▶ **EXERCISE TASK**: Reproduce every line of the entries below, requests included, and offset each x and y coordinate in the answers by adding 44 to it.
::: RECORDS SHOWN :::
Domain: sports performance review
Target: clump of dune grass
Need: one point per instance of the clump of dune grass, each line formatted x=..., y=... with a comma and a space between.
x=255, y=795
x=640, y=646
:::
▶ **THE REPLY**:
Domain: sports performance review
Target: clump of dune grass
Need: one point per instance of the clump of dune grass, each line formatted x=..., y=... with a comma and a space between.
x=299, y=839
x=684, y=690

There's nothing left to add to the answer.